§ **Exercise aim**
Substitute "receives one mark" for "earns a single dot" wherever it appears in the items below, and reproduce everything else unchanged.

-------- Input records

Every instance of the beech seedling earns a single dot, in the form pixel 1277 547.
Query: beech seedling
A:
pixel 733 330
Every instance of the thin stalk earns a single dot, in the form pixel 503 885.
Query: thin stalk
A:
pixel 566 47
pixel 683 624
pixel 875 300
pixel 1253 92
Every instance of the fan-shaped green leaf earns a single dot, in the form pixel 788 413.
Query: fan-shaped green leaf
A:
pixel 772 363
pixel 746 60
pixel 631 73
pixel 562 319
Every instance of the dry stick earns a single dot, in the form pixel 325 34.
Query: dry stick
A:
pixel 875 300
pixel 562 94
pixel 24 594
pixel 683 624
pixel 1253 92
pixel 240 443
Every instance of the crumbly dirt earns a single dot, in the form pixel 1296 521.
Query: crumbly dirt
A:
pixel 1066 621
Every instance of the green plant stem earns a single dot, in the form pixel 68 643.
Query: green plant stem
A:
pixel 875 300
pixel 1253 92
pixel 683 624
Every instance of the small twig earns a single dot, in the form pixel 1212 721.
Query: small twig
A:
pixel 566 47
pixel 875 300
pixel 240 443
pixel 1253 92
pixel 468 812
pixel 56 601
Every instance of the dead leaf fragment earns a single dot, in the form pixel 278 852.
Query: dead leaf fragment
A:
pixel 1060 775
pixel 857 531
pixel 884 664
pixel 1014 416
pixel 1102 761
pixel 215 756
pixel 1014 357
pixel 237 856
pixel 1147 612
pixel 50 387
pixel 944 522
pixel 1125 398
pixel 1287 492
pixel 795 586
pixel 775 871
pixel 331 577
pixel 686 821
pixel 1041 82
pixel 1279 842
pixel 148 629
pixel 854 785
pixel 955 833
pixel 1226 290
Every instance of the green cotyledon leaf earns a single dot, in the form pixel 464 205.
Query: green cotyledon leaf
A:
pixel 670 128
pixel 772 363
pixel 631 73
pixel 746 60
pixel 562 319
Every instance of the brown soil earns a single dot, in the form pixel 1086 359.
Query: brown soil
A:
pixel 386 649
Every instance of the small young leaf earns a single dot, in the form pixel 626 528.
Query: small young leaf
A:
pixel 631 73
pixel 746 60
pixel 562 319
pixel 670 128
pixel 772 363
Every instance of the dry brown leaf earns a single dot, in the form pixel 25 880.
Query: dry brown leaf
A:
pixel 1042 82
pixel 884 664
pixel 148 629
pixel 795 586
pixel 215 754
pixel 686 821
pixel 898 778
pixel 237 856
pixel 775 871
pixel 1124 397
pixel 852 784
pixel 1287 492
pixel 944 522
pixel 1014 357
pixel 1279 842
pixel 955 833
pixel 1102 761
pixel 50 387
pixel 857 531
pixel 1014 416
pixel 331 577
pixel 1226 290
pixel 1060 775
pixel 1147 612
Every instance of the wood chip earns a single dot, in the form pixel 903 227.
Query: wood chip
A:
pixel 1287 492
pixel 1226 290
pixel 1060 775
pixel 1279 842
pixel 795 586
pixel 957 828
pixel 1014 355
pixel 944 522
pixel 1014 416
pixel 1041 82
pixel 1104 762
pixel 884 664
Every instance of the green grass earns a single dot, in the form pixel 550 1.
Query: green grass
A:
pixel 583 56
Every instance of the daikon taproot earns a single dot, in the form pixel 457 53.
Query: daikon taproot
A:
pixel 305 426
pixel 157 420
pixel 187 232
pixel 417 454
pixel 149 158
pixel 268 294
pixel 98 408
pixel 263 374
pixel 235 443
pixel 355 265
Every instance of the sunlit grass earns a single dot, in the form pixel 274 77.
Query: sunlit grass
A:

----------------

§ **Completed task**
Every instance of the beech seedling receives one mark, in the form pixel 1277 547.
Query: beech seedling
A:
pixel 733 330
Every instance of the thin stalk receives one mark, in the form pixel 503 885.
Query: thin stalk
A:
pixel 566 47
pixel 683 624
pixel 875 300
pixel 1253 92
Every instance of the fan-shaped green leaf receives one mark, in the form pixel 788 413.
Query: fan-shaped green leaf
A:
pixel 772 363
pixel 746 60
pixel 631 73
pixel 562 319
Every instance of the dry stick receives one mark, in the form pixel 325 34.
Query: dry stick
A:
pixel 875 300
pixel 562 94
pixel 24 594
pixel 683 624
pixel 1253 92
pixel 240 443
Every instance of the crumbly dirt receives one mark, in the form pixel 1296 521.
Query: crumbly dirt
A:
pixel 1066 621
Every instance of the green plant stem receives one mark, in the form pixel 68 643.
Query: green plant stem
A:
pixel 875 300
pixel 1253 92
pixel 683 624
Every instance of the small twig receives one mark, in the form pixel 1212 721.
Query: small twig
A:
pixel 566 47
pixel 875 300
pixel 240 443
pixel 1253 92
pixel 468 812
pixel 56 601
Every instance of the dead leaf fragment receives one mark, in the form pixel 278 852.
Query: dead leaf fragment
A:
pixel 1060 775
pixel 857 531
pixel 884 664
pixel 1014 416
pixel 1102 761
pixel 215 756
pixel 1014 357
pixel 237 856
pixel 1147 612
pixel 50 387
pixel 944 522
pixel 1125 398
pixel 1287 492
pixel 795 586
pixel 775 871
pixel 331 577
pixel 686 821
pixel 1041 82
pixel 1279 842
pixel 148 629
pixel 854 785
pixel 955 833
pixel 1226 290
Every instance of the green cotyledon leaf receives one mark, in the form pixel 464 205.
Query: green cotyledon leaf
A:
pixel 670 128
pixel 772 363
pixel 631 73
pixel 746 60
pixel 562 319
Every instance of the brown soil receives one mark, in the form pixel 1086 359.
Query: brown soil
A:
pixel 386 649
Every instance of the small young leaf receives one mark, in the form pixel 626 528.
Query: small young leaf
A:
pixel 631 73
pixel 746 60
pixel 562 319
pixel 670 128
pixel 772 363
Every instance of the dry brown leaf receives one mark, in the form pixel 25 880.
Query: dry brown leaf
A:
pixel 1042 82
pixel 884 664
pixel 148 629
pixel 795 586
pixel 215 754
pixel 686 821
pixel 898 778
pixel 237 856
pixel 775 871
pixel 1124 397
pixel 852 784
pixel 1287 492
pixel 944 522
pixel 1014 357
pixel 1279 842
pixel 955 833
pixel 1102 761
pixel 50 387
pixel 857 531
pixel 1014 416
pixel 331 577
pixel 1226 290
pixel 1060 775
pixel 1147 612
Every instance of the wood chip receives one mark, in the form pixel 903 227.
Query: wood chip
A:
pixel 1287 492
pixel 1226 290
pixel 1060 775
pixel 1279 842
pixel 795 586
pixel 957 828
pixel 1014 355
pixel 944 522
pixel 1014 416
pixel 1041 82
pixel 1104 762
pixel 884 664
Every instance of the green grass receives one mark, in the form pixel 550 1.
Query: green grass
A:
pixel 583 56
Every instance of the daikon taproot receives one mark, in the form pixel 457 53.
Query: daikon taproot
A:
pixel 305 426
pixel 157 420
pixel 187 232
pixel 417 454
pixel 149 158
pixel 268 294
pixel 98 408
pixel 263 374
pixel 235 443
pixel 355 265
Every instance of the sunlit grass receives one mark, in the form pixel 274 77.
Query: sunlit grass
A:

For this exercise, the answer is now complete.